### [Given entries]
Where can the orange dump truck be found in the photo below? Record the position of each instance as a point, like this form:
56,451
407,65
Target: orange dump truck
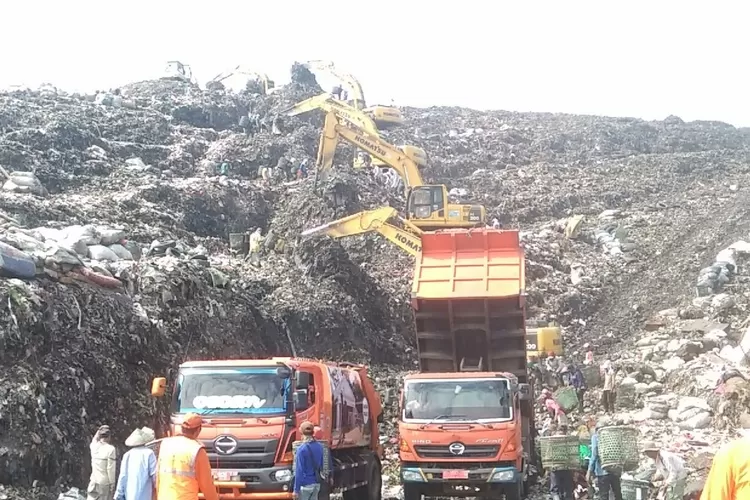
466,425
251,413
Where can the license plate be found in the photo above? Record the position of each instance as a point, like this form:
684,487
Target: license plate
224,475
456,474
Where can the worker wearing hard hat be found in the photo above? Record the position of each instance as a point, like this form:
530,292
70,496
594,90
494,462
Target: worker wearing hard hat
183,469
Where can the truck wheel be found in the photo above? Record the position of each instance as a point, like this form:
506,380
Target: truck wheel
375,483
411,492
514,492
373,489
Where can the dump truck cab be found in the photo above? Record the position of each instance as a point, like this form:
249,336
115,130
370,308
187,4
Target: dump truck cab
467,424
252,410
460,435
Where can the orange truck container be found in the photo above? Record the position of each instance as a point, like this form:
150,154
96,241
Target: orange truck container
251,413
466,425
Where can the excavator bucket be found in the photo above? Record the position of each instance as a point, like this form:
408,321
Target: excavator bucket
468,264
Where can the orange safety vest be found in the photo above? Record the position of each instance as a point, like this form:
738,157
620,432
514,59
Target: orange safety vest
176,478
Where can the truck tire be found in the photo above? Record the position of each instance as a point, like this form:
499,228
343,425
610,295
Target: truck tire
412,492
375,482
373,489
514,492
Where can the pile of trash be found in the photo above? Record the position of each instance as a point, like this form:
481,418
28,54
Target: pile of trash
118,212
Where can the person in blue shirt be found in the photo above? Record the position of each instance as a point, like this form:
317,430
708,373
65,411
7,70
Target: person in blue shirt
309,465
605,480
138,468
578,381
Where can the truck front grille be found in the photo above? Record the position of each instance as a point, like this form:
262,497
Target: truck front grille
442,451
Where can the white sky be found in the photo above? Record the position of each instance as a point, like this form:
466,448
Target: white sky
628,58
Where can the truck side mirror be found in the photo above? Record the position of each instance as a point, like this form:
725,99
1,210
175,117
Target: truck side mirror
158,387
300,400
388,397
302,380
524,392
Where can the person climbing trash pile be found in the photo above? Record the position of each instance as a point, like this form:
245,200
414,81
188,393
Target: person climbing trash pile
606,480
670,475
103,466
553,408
==
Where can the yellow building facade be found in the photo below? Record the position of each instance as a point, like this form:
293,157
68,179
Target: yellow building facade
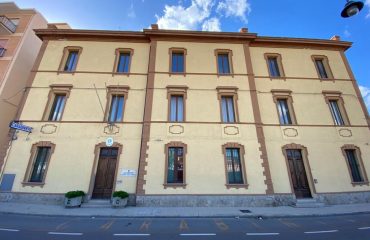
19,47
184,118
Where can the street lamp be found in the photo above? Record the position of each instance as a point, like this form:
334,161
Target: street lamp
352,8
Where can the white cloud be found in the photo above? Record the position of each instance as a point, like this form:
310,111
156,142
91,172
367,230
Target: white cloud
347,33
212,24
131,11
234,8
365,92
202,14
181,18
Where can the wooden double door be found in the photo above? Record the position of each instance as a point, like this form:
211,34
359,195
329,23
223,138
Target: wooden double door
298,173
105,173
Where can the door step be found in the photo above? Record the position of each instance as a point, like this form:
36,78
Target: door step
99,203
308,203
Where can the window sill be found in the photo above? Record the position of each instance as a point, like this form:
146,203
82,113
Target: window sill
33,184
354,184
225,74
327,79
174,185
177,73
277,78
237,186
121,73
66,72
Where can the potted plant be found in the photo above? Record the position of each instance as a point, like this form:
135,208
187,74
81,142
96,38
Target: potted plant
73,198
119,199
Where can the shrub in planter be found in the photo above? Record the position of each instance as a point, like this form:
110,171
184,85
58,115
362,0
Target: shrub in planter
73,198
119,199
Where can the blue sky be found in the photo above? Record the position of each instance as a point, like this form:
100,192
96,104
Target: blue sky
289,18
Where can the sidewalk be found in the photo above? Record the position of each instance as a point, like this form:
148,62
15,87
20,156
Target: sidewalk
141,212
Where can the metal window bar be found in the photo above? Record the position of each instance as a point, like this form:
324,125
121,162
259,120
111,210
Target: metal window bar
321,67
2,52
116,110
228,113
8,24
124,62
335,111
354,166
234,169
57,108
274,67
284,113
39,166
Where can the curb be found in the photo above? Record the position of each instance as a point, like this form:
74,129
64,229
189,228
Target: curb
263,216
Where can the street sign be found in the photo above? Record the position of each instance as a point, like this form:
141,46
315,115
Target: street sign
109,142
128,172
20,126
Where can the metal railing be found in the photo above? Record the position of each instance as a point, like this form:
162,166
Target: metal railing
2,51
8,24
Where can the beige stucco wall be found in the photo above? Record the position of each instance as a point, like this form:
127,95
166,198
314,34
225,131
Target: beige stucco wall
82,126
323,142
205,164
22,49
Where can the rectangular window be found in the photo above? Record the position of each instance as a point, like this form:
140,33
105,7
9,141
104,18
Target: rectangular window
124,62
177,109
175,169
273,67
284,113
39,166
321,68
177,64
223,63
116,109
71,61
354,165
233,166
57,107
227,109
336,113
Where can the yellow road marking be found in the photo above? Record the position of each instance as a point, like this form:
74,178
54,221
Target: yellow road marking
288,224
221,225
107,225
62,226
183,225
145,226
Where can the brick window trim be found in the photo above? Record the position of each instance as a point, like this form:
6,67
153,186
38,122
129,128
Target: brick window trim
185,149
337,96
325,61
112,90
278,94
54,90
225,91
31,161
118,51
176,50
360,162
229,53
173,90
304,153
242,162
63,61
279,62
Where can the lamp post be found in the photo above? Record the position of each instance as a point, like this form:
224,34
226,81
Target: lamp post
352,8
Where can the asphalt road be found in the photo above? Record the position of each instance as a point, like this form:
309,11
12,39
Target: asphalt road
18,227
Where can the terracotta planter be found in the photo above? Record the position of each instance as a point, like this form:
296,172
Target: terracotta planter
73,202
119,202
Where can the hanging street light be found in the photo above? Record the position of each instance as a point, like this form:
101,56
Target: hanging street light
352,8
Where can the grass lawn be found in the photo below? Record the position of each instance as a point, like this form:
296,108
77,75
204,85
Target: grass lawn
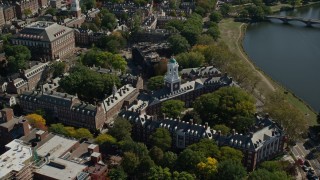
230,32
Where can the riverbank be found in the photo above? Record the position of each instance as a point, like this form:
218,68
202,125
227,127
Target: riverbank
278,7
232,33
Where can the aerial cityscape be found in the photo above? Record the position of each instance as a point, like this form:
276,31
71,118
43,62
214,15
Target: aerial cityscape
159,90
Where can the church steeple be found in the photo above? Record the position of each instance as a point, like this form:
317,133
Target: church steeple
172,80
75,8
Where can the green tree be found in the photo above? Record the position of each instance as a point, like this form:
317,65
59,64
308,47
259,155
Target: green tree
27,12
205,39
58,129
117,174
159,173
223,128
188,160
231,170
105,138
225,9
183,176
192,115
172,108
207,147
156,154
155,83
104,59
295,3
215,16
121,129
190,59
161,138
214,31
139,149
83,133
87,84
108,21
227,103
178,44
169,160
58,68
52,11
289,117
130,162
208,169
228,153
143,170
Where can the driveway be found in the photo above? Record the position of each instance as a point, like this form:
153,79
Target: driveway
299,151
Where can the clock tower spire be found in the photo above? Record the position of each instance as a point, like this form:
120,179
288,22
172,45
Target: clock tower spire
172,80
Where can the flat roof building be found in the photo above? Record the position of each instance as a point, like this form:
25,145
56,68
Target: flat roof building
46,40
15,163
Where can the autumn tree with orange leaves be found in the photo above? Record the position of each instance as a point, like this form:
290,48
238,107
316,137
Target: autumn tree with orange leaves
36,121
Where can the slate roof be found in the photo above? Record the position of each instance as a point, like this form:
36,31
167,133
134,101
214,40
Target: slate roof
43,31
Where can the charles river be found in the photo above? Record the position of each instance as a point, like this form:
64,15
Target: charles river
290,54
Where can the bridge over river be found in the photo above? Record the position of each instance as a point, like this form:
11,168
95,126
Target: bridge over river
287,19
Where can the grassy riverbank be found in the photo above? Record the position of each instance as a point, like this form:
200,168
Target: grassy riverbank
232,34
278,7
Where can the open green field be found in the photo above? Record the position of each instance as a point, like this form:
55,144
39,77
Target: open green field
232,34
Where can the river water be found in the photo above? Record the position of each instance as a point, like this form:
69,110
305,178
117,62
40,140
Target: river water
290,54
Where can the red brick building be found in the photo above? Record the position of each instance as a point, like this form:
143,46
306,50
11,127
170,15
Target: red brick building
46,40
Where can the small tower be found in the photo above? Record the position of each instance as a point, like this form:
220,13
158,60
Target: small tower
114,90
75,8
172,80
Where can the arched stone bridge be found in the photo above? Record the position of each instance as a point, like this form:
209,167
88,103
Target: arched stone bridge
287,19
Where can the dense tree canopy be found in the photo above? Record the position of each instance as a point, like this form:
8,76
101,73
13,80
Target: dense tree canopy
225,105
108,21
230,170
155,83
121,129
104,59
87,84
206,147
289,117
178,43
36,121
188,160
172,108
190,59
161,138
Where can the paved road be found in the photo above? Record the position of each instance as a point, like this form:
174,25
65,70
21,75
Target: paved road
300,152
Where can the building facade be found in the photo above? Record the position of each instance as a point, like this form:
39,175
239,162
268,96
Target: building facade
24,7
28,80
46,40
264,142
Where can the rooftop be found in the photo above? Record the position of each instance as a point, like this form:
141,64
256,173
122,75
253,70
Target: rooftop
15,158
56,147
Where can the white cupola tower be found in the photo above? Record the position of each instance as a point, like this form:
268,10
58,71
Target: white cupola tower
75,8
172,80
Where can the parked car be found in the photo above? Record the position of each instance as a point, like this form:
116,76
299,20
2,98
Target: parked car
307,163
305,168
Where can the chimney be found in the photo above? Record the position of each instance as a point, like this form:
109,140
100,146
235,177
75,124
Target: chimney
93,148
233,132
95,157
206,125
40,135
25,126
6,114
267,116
---
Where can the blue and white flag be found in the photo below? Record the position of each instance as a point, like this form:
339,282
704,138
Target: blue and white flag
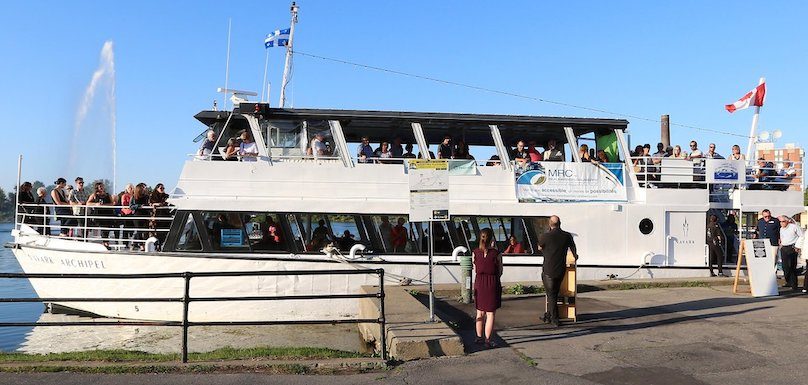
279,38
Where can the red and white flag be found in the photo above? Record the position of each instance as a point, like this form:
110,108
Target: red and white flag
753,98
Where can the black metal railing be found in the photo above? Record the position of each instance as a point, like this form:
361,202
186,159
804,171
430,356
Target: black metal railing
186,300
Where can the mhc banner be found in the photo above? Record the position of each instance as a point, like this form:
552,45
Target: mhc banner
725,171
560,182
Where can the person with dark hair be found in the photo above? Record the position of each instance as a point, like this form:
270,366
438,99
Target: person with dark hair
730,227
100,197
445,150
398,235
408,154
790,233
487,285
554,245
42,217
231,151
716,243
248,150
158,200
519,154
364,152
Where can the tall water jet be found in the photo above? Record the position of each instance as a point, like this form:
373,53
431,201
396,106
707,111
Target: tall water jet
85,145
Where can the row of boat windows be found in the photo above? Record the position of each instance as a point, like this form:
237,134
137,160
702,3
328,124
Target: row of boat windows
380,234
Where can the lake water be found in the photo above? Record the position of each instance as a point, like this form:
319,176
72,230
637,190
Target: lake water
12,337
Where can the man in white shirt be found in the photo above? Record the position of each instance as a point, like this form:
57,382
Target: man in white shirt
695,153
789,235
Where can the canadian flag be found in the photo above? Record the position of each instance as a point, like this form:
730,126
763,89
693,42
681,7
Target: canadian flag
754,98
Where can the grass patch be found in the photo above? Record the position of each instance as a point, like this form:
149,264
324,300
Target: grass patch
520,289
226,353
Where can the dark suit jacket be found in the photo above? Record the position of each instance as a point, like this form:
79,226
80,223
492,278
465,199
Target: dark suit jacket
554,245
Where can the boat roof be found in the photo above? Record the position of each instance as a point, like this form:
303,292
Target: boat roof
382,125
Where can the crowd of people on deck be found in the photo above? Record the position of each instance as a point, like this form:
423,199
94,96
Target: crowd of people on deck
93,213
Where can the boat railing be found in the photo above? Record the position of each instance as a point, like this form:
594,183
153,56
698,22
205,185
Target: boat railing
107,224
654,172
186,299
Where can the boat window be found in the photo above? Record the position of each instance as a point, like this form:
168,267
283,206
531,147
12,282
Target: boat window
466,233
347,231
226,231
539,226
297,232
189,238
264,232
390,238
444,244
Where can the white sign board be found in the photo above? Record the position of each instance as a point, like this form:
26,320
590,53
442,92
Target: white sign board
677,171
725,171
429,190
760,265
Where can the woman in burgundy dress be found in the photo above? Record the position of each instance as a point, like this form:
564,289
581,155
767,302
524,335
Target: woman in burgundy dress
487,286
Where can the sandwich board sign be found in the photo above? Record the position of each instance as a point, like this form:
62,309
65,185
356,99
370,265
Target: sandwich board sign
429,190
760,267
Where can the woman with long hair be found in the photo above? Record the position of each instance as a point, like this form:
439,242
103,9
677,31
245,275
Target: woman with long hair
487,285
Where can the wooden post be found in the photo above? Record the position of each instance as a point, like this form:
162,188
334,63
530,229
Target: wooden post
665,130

### [What is asked]
Extract each line above that contains the string "brick". Case counts.

### [Finished exercise]
Where can the brick window trim be found in the photo above? Record the position of each instance as a point, like this form:
Target: brick window trim
Where can the red brick building be found in the photo above? Record the position of each instance as a point, like this form:
Target: red brick building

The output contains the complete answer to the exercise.